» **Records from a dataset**
--------------------------------

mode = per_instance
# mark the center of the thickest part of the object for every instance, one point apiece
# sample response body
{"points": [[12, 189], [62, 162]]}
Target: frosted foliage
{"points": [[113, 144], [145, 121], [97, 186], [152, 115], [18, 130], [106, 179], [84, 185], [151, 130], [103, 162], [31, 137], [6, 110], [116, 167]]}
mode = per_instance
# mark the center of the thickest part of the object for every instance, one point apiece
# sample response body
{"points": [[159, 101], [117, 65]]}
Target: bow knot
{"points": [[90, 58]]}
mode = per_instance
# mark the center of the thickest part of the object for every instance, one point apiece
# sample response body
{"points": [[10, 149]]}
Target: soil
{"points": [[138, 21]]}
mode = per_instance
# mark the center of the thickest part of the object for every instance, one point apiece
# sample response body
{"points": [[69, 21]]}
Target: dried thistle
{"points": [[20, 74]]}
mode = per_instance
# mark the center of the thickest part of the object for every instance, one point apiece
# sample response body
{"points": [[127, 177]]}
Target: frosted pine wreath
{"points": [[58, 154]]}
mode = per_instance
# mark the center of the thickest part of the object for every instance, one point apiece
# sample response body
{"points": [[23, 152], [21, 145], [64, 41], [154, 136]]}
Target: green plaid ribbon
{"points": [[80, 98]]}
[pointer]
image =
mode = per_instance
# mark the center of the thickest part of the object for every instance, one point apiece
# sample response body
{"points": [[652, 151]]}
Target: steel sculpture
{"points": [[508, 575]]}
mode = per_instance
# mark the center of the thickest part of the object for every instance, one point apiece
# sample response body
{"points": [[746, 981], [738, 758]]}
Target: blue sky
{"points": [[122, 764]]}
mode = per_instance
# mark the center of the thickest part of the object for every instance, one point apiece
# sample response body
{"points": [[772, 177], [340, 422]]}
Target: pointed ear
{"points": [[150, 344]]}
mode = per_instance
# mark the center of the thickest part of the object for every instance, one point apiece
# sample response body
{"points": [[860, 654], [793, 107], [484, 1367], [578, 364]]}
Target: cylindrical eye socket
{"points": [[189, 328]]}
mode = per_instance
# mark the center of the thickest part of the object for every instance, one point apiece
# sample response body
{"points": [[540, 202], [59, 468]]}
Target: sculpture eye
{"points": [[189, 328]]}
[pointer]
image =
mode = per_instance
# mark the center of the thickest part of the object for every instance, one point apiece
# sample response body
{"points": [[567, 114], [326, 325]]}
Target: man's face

--------------------------------

» **WORK TO BE COMPLETED**
Your task is to repeat each line of the material exactly.

» **SOLVED PROBLEM**
mode = per_instance
# mark the center of the thickest part of the object for every instance, one point apiece
# sample response body
{"points": [[12, 189], [62, 162]]}
Target: frosted foliage
{"points": [[113, 144], [145, 121], [97, 186], [152, 115], [18, 130], [106, 179], [84, 185], [151, 130], [103, 162], [31, 137], [6, 110], [116, 167]]}
mode = per_instance
# mark the center of the thickest part of the object for every instance, one point apiece
# sample response body
{"points": [[159, 101], [117, 65]]}
Target: bow knot
{"points": [[90, 58]]}
mode = per_instance
# mark the center of the thickest part of the object for every instance, one point apiece
# sample response body
{"points": [[10, 149]]}
Target: soil
{"points": [[138, 21]]}
mode = per_instance
# mark the center of the thickest part of the object for every instance, one point apiece
# sample response body
{"points": [[69, 21]]}
Target: dried thistle
{"points": [[20, 74]]}
mode = per_instance
# mark the center of the thickest part of the object for every instance, one point apiece
# sample response body
{"points": [[127, 177]]}
Target: frosted pine wreath
{"points": [[58, 154]]}
mode = per_instance
# mark the center of the thickest part of the object for every instance, one point apiece
# sample response body
{"points": [[23, 152], [21, 145], [64, 41], [154, 136]]}
Target: green plaid ribbon
{"points": [[80, 98]]}
[pointer]
image =
mode = per_instance
# mark the center of the thickest part of the object for every instance, one point apiece
# sample response body
{"points": [[652, 151]]}
Target: steel sculpture
{"points": [[508, 575]]}
mode = per_instance
# mark the center of the thickest part of the object for every instance, one point apiece
# sample response body
{"points": [[746, 981], [738, 758]]}
Target: blue sky
{"points": [[122, 764]]}
mode = per_instance
# mark the center of the thickest part of the object for every instance, one point apiece
# sample response body
{"points": [[772, 177], [340, 422]]}
Target: pointed ear
{"points": [[150, 344]]}
mode = per_instance
# mark the center of the thickest part of the object for every instance, one point apiece
# sample response body
{"points": [[860, 654], [793, 107], [484, 1367], [578, 364]]}
Target: cylindrical eye socket
{"points": [[189, 328]]}
mode = per_instance
# mark the center of the thickest part of the object for every instance, one point apiece
# sample response body
{"points": [[540, 202], [59, 468]]}
Target: sculpture eye
{"points": [[189, 328]]}
[pointer]
image =
mode = per_instance
# mark the center of the thickest part of the object for every instance, one point apiece
# sample response body
{"points": [[567, 114], [326, 325]]}
Target: man's face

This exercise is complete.